(Coordinate labeling entries)
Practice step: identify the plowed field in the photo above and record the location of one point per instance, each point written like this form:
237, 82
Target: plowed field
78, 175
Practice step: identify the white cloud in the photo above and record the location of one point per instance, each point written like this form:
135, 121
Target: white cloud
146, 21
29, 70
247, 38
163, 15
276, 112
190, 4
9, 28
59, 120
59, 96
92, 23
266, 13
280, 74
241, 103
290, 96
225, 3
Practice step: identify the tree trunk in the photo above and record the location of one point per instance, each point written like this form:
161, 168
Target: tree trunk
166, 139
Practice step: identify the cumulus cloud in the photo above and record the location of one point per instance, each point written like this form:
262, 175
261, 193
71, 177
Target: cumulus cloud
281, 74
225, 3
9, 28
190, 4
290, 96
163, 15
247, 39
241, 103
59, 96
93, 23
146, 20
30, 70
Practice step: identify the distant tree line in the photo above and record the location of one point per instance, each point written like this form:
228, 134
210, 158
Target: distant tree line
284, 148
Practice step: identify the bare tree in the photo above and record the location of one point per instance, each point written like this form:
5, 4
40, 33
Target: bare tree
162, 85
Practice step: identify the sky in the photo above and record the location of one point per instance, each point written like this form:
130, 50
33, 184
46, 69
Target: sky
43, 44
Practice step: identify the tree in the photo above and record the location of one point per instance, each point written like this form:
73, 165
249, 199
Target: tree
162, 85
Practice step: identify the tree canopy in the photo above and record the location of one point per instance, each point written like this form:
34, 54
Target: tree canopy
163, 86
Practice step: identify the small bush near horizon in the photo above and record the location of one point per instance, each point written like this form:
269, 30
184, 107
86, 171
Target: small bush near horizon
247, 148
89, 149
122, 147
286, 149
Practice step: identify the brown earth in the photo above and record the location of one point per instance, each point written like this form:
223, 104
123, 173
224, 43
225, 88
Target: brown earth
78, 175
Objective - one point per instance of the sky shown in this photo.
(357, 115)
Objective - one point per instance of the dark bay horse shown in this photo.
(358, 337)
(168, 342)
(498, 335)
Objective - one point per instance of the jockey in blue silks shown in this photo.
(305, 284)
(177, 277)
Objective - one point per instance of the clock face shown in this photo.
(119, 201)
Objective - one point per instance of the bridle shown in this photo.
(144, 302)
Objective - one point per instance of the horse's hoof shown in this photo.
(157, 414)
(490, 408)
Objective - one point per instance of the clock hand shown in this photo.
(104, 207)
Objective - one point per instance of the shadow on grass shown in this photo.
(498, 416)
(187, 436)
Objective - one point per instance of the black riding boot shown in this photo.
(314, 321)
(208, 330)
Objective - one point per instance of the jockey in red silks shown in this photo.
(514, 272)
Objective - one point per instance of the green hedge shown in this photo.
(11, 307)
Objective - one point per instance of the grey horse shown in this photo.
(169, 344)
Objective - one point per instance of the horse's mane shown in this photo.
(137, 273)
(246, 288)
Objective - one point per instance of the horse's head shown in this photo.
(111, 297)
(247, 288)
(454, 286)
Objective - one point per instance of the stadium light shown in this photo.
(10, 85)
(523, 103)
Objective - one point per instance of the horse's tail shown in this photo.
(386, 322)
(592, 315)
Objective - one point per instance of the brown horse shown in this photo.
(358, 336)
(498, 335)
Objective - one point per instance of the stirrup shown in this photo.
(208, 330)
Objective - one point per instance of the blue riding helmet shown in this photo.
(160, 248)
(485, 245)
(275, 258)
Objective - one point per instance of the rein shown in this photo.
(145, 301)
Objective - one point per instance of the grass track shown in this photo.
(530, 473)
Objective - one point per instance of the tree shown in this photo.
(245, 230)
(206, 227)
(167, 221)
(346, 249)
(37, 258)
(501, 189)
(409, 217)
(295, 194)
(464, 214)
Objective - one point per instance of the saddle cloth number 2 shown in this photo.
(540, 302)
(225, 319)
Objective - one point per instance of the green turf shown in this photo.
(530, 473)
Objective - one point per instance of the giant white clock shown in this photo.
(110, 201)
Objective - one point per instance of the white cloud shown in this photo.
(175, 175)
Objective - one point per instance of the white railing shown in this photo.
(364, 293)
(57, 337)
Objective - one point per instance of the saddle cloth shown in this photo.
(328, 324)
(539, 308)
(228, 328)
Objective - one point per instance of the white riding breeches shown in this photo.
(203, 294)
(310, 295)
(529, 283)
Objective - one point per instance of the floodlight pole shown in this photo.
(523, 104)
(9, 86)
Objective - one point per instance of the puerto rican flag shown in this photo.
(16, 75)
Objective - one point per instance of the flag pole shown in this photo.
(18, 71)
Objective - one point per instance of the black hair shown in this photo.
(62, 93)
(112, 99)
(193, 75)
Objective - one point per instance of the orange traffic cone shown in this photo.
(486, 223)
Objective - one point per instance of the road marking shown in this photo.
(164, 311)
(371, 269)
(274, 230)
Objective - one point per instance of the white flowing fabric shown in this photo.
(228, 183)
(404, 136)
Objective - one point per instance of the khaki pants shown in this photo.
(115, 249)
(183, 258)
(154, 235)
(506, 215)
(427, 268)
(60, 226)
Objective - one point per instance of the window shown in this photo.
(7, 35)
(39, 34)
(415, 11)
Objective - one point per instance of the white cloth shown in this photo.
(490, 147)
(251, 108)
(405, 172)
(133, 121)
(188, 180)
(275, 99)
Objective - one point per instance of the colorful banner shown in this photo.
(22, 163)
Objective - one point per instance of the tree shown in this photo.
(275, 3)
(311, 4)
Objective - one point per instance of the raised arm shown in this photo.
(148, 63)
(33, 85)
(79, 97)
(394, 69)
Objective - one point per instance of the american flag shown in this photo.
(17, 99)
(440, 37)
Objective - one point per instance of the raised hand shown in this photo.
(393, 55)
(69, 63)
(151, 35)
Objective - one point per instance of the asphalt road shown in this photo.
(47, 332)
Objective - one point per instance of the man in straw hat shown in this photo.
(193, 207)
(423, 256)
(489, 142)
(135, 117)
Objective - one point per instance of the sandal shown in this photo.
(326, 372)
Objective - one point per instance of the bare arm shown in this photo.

*Written request*
Rewrite everything from the line containing "Objective - one point per instance of the colorful" down to the end of the entries, swapping "Objective" for "Goal" and leaving all else unchanged.

*Result*
Goal - one point per instance of the colorful banner shown in this photo.
(22, 163)
Goal - one point per instance of the tree shown in this photo.
(275, 3)
(311, 4)
Goal - one point per instance of the raised arm shown in this photo.
(148, 63)
(33, 85)
(79, 97)
(394, 69)
Goal - one point per instance of the american flag shown in this photo.
(17, 99)
(440, 37)
Goal - one point per instance of the raised hand shown in this photo.
(393, 55)
(69, 63)
(151, 35)
Goal - one point per instance of the asphalt road shown in this photo.
(47, 332)
Goal - one point per instance of the man in straw hat shown in this photo.
(193, 207)
(423, 256)
(489, 142)
(135, 117)
Goal - one point per instance of the sandal shown in this photo.
(326, 372)
Goal - one point per instance of the bare arm shown in this photo.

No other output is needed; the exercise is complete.